- **Excerpts from a point labeling dataset**:
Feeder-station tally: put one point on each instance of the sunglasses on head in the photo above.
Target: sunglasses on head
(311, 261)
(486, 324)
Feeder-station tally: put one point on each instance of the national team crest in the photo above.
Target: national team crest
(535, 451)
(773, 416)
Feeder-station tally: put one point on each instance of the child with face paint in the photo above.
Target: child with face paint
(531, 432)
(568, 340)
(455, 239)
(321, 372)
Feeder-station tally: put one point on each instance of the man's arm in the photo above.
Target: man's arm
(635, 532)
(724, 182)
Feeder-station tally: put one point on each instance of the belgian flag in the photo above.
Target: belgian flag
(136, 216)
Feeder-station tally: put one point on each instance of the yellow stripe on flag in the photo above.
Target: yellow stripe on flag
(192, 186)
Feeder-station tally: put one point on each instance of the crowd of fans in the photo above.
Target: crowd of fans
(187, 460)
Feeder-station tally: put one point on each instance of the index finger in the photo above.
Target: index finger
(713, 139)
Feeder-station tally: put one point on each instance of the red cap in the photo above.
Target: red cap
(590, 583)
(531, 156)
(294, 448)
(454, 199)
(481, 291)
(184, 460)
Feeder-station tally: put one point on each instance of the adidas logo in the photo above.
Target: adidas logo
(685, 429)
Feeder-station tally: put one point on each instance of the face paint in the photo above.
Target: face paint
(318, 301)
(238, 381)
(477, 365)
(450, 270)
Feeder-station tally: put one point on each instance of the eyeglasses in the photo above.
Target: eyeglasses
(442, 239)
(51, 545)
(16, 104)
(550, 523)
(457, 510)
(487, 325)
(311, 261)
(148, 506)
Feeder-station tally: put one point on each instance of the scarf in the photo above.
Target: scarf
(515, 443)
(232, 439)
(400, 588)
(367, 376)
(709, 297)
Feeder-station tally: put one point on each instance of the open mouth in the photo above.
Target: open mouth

- **Problem to work on**: Reproduce the lines starting at the line that contains "Feeder-station tally: put one point on each instance of the open" and ending with the final line of the set.

- **The completed task**:
Feeder-station tally: put one point on each instance of the open mouth in the photo above.
Target: open mouth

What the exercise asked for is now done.